Texte extrait |
|---|

Aujourd'hui, comme trop souvent au cours de ma vie, j'ai été confronté à la véritable justification d'une social-démocratie, à la nécessité de la solidarité.

En matinée, j'ai admis à l'hôpital un jeune adulte, diabétique depuis sa tendre enfance, abandonné par sa mère à l'âge de 13 ans. Ce n'est que la dernière d'une série d'hospitalisations en quelques semaines pour débalancement de son diabète. Son père, analphabète, seul aidant «naturel» de son fils, me rencontre vers la fin de la journée. Il est très préoccupé par la condition de son fils: pour ce dernier, la vie ne vaut plus la peine, il parle de mourir. Le père, un brave type, vient de se trouver finalement un travail, au salaire minimum, je le devine. Il pense devoir renoncer à cette ultime bouée pour s'occuper de son fils. L'appel à l'aide est clair.

Mon patient est connu de mes collègues psychiatres. Impossible, dans l'un de nos quatre hôpitaux universitaires au Québec d'obtenir leurs services rapidement, leurs effectifs étant contingentés. Il est connu des services sociaux. Impossible, dans les circonstances actuelles, d'obtenir, en temps réel, pour un jeune homme et son père, tous deux en détresse et démunis devant des circonstances qui les dépassent, les services qui pourraient pourtant éviter de très coûteuses hospitalisations à répétition.

Je suis un médecin spécialiste, endocrinologue, chercheur, professeur d'université, directeur d'une chaire de recherche sur le diabète. Je suis au sommet de ma science et de mon art. Je suis une sommité internationale sur le diabète. Je travaille depuis mon adolescence, sans relâche, de 60 à 100 heures par semaine, avec toute ma conviction, toute mon intelligence, pour atteindre puis maintenir ce niveau d'excellence. Je traite efficacement mes patients, je sauve parfois des vies, j'enseigne aux médecins et autres scientifiques les concepts les plus complexes qui soient, je produis de nouvelles connaissances, de nouveaux concepts reconnus à travers le monde. Aucun hôpital universitaire, aucune université ne refuseraient de me compter dans ses rangs.

|---|

Données à examiner |

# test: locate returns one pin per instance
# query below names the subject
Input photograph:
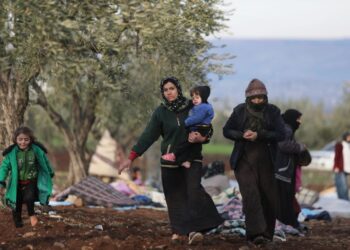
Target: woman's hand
(2, 192)
(250, 135)
(196, 137)
(124, 165)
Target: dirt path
(98, 228)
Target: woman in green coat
(191, 210)
(29, 171)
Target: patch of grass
(217, 149)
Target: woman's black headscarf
(181, 102)
(290, 117)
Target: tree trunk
(75, 138)
(14, 97)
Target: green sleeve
(4, 170)
(150, 134)
(49, 167)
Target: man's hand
(196, 137)
(250, 135)
(124, 165)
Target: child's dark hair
(202, 91)
(23, 130)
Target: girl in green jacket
(29, 171)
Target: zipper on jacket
(178, 121)
(168, 149)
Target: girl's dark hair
(23, 130)
(202, 90)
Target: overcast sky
(289, 19)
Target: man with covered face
(256, 126)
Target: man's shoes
(260, 240)
(169, 157)
(195, 238)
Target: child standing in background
(199, 119)
(30, 175)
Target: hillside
(291, 69)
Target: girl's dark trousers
(255, 176)
(26, 193)
(190, 208)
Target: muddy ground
(99, 228)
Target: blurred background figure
(341, 166)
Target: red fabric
(298, 179)
(133, 155)
(296, 206)
(338, 157)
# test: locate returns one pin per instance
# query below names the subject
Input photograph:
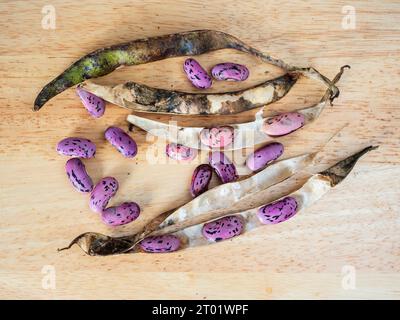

|---|

Consignes |
- A) Dans le texte sur le jeune patient diabétique, relevez toutes les fonctions que la personne qui écrit s'attribue dans la phrase commençant par « Je suis un médecin spécialiste ».
- B) Réécrivez le passage du texte sur le jeune patient diabétique de « Je suis un médecin » à « dans ses rangs. » en remplaçant « endocrinologue » par « néphrologue ».
- C) Poursuivez le texte sur le jeune patient diabétique et son père à partir de sa dernière phrase.

Réponses |
- A)
médecin spécialiste
endocrinologue
chercheur
professeur d'université
directeur d'une chaire de recherche sur le diabète

- B)
Je suis un médecin spécialiste, néphrologue, chercheur, professeur d'université, directeur d'une chaire de recherche sur le diabète. Je suis au sommet de ma science et de mon art. Je suis une sommité internationale sur le diabète. Je travaille depuis mon adolescence, sans relâche, de 60 à 100 heures par semaine, avec toute ma conviction, toute mon intelligence, pour atteindre puis maintenir ce niveau d'excellence. Je traite efficacement mes patients, je sauve parfois des vies, j'enseigne aux médecins et autres scientifiques les concepts les plus complexes qui soient, je produis de nouvelles connaissances, de nouveaux concepts reconnus à travers le monde. Aucun hôpital universitaire, aucune université ne refuseraient de me compter dans ses rangs.

- C)
Je suis pourtant impuissant devant le cas de mon patient. Et il y en a tant! Manque de ressources. C'est-à-dire, manque d'argent pour payer les salaires de travailleurs sociaux, d'infirmières, de psychiatres, de médecins de famille. Contingentement oblige.

Je reviens à la maison. La télévision nous montre encore une fois les tergiversations de nos leaders politiques, présents et futurs, à propos du débat qui occupe tout notre espace public depuis tant de semaines. Un débat de faux pauvres, de faux vulnérables, l'énergie potentielle étant égale à l'énergie cinétique. Ils accaparent tout l'espace, toutes les ressources. Aussi longtemps qu'ils le pourront.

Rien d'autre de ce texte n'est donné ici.